EXERCISE TASK -
Pull out every line from the line containing "the tree? Mark that spot." through the end of the material, both ends included, and reproduce it exactly. Keep pictures out.

━━ RECORDS PROVIDED ━━

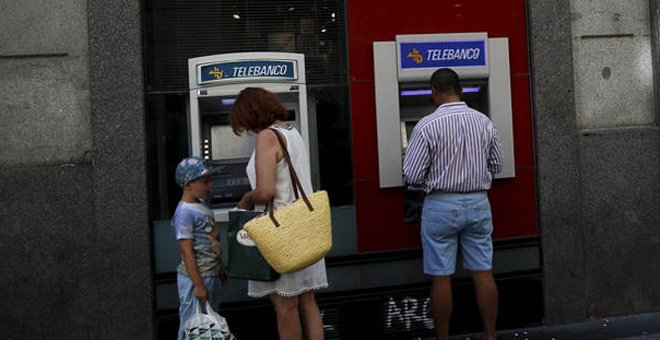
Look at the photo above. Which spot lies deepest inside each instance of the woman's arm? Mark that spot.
(267, 154)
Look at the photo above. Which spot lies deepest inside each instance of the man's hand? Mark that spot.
(201, 293)
(245, 202)
(224, 277)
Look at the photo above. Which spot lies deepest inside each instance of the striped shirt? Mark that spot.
(454, 149)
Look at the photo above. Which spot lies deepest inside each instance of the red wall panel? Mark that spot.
(380, 211)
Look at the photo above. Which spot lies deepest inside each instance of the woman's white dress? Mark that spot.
(314, 276)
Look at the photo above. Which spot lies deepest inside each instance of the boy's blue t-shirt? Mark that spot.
(194, 221)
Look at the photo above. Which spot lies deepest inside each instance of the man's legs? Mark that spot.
(487, 298)
(441, 302)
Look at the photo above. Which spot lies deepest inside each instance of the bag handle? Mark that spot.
(298, 189)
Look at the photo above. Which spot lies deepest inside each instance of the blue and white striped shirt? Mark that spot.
(454, 149)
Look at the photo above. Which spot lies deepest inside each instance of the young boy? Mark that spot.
(201, 269)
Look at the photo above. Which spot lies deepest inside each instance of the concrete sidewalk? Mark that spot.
(630, 327)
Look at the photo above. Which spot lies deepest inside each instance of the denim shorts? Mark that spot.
(450, 219)
(187, 298)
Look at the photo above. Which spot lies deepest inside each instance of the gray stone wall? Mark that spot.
(598, 152)
(75, 235)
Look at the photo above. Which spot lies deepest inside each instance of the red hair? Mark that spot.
(255, 109)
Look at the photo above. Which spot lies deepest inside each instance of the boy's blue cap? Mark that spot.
(192, 168)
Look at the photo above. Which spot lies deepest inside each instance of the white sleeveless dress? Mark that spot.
(313, 277)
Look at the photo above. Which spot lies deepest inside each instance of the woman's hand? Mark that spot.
(201, 293)
(246, 202)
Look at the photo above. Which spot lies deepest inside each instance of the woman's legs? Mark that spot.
(288, 320)
(311, 316)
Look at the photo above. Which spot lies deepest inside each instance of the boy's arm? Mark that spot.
(190, 262)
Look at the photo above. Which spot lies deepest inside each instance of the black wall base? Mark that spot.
(401, 312)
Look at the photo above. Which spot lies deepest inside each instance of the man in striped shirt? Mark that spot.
(453, 154)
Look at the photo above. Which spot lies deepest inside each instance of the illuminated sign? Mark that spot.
(437, 54)
(248, 70)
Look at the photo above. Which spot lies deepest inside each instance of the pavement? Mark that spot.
(629, 327)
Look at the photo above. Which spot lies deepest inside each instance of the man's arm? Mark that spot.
(416, 162)
(495, 154)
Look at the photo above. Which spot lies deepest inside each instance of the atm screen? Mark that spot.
(415, 102)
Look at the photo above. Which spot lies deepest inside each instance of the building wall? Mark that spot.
(75, 241)
(598, 152)
(75, 236)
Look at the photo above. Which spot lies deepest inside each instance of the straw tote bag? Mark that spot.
(298, 235)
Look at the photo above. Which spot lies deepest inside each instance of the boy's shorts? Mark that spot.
(450, 218)
(187, 298)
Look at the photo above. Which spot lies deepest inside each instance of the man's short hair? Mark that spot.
(445, 80)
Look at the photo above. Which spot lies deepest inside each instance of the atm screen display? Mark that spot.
(416, 102)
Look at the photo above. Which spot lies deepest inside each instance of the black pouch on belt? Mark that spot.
(413, 203)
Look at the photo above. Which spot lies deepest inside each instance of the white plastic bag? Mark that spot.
(207, 326)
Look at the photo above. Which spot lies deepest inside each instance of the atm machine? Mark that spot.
(402, 73)
(215, 81)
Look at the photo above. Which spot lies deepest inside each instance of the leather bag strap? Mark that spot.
(298, 190)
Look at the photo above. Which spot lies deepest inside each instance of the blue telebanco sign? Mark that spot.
(248, 70)
(438, 54)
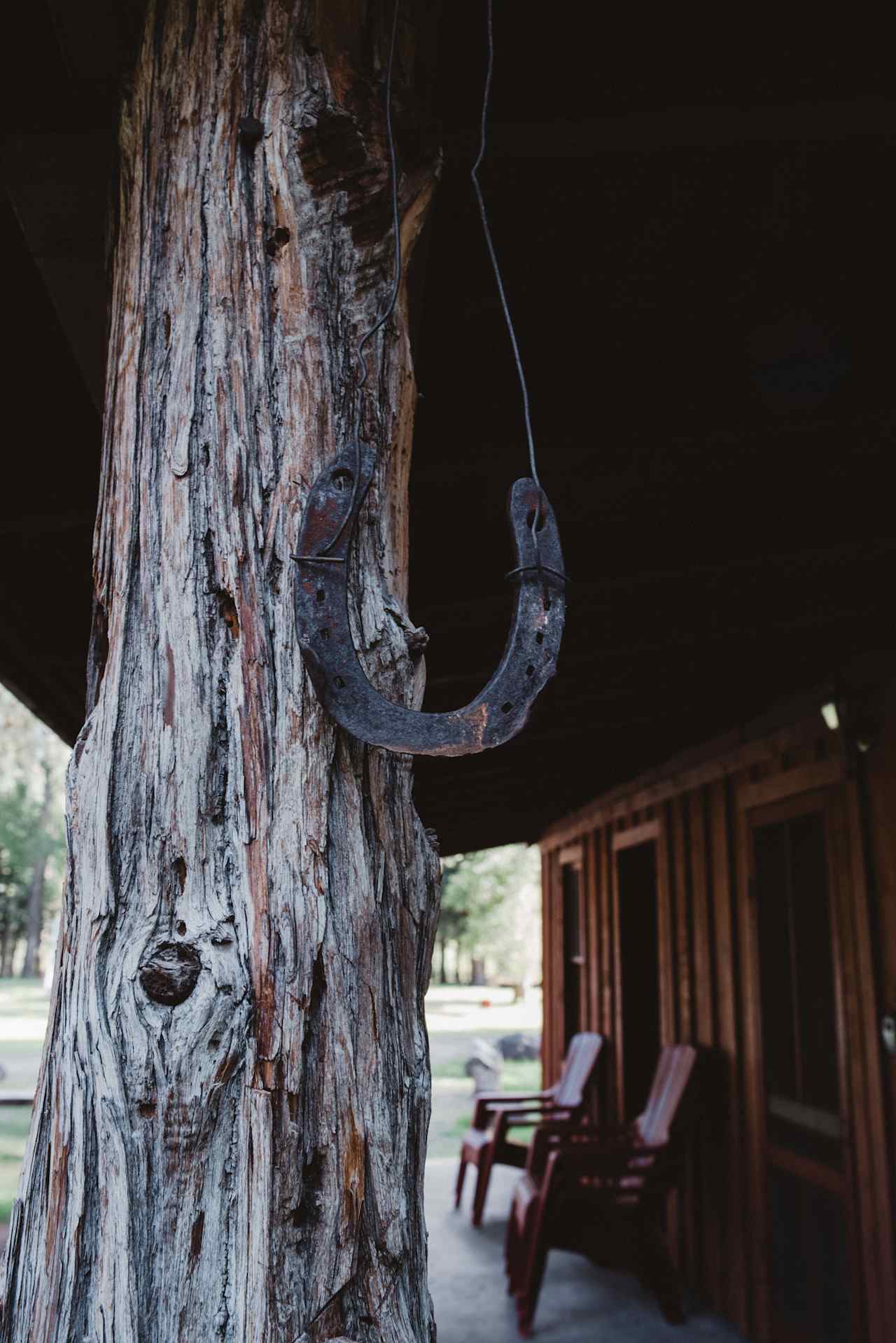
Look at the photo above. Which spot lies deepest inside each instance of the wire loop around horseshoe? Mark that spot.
(330, 655)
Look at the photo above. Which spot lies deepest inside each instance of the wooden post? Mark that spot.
(232, 1115)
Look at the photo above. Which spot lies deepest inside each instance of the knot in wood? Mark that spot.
(250, 132)
(171, 973)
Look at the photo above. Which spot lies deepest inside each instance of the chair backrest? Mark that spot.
(669, 1081)
(580, 1064)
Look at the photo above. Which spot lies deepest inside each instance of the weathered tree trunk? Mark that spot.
(230, 1127)
(31, 963)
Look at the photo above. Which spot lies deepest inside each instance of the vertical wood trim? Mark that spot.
(682, 940)
(700, 905)
(665, 936)
(729, 1193)
(558, 968)
(547, 971)
(707, 1167)
(878, 1237)
(618, 1025)
(592, 974)
(754, 1091)
(606, 1018)
(862, 1267)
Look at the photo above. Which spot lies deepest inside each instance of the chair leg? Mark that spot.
(527, 1297)
(458, 1190)
(660, 1274)
(511, 1251)
(484, 1174)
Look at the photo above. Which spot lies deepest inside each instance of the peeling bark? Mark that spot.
(230, 1126)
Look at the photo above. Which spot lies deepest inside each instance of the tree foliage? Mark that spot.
(491, 905)
(31, 822)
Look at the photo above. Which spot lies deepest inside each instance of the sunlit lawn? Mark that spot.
(454, 1018)
(23, 1018)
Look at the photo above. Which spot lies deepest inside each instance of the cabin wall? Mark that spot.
(707, 989)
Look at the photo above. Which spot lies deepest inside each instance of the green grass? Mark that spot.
(22, 1001)
(14, 1131)
(453, 1097)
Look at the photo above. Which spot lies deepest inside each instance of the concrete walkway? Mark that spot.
(578, 1302)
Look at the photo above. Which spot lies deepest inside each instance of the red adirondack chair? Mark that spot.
(486, 1143)
(598, 1190)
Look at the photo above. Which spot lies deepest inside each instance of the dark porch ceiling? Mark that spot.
(696, 232)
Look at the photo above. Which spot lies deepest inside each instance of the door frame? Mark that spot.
(650, 832)
(869, 1228)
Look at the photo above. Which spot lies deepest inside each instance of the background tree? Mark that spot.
(31, 832)
(491, 912)
(230, 1125)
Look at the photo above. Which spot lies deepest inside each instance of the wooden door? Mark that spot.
(638, 1031)
(574, 981)
(811, 1249)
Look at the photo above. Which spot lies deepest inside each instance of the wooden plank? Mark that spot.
(878, 784)
(608, 982)
(665, 936)
(548, 997)
(636, 835)
(813, 1173)
(558, 1045)
(618, 1024)
(754, 1090)
(571, 853)
(859, 1201)
(707, 1167)
(883, 1311)
(684, 975)
(729, 1192)
(592, 975)
(703, 996)
(820, 774)
(691, 770)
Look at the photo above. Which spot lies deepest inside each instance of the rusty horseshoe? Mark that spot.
(330, 655)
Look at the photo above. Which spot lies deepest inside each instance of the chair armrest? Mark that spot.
(486, 1104)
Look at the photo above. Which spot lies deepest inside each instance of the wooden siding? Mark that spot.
(700, 819)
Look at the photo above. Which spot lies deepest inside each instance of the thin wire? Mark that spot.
(498, 272)
(397, 279)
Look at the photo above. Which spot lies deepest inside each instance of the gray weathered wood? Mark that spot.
(232, 1113)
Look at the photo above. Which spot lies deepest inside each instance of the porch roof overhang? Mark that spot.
(699, 260)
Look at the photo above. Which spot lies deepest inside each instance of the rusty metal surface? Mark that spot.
(530, 657)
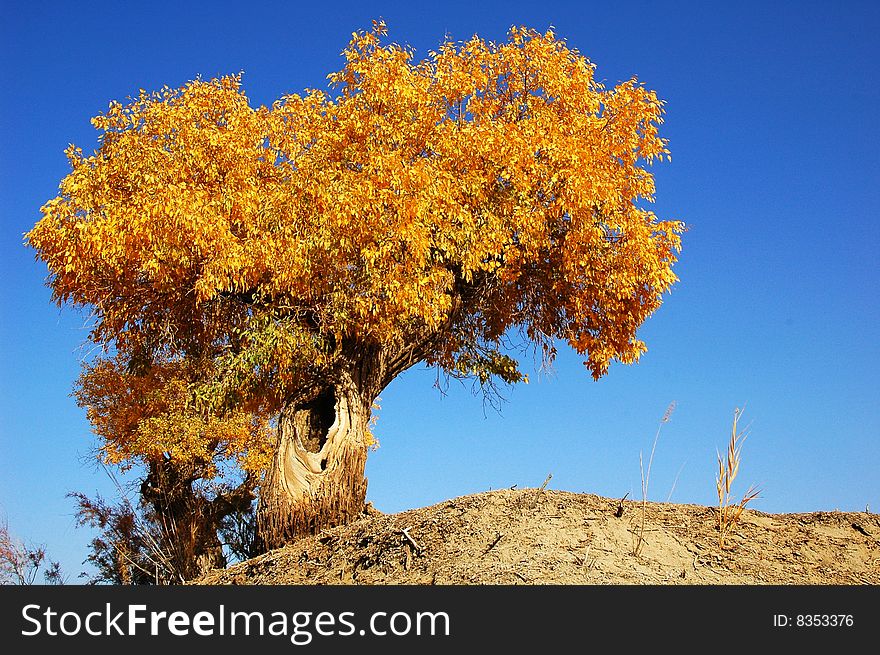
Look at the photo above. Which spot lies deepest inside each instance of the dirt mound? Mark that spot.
(530, 536)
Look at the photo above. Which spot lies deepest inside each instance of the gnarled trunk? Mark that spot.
(317, 478)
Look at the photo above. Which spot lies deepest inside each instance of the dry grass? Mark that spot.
(639, 532)
(728, 467)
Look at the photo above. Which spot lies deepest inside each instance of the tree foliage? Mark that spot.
(235, 258)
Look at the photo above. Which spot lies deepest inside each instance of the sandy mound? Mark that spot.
(530, 536)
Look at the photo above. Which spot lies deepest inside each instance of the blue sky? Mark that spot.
(772, 119)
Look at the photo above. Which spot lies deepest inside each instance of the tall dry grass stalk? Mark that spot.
(639, 533)
(728, 467)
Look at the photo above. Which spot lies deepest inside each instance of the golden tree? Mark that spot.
(292, 260)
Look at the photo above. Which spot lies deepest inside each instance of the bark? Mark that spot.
(188, 522)
(317, 477)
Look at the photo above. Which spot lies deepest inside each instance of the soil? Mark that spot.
(545, 537)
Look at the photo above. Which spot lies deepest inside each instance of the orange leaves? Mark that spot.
(148, 412)
(490, 180)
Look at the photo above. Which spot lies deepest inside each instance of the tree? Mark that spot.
(172, 534)
(290, 261)
(21, 563)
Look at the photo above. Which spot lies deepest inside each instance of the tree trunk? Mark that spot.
(316, 480)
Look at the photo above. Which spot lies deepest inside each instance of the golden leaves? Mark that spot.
(488, 187)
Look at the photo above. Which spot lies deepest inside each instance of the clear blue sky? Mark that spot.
(772, 118)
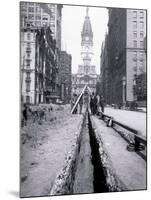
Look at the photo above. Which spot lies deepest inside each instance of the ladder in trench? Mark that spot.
(78, 99)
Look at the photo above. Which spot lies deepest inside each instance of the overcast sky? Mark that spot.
(72, 23)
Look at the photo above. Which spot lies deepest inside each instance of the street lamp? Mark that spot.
(124, 88)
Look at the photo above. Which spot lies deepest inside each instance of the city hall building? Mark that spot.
(86, 74)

━━━

THE SOLUTION -
Look at the photo above. Which spot lies deepest inside each instance of the tree? Mark that spot.
(172, 534)
(290, 261)
(21, 563)
Look at the photo above. Which spot lies deepest inside each instance of the tree trunk? Mark that spot.
(316, 480)
Look at the photo above. Which spot lies deepest inside each instance of the golden leaves? Mark that spot.
(488, 187)
Look at the photo above. Which spot lies deepest inside each instance of the clear blue sky? Mark that spot.
(772, 118)
Look at the photo above. Which spot lies deepest inside each instance of the ladder in trench? Mark that spot.
(78, 99)
Look at the photo above. Which spot lies deepest inside each instance of the overcast sky? Mark that spot.
(72, 23)
Look at the photo above. Which spot lies deepest inside each instance of the street lamp? Mark that spot.
(124, 88)
Look at the photo above. Which spot lies deepest inside each instance of the city hall building? Mark that spot.
(86, 74)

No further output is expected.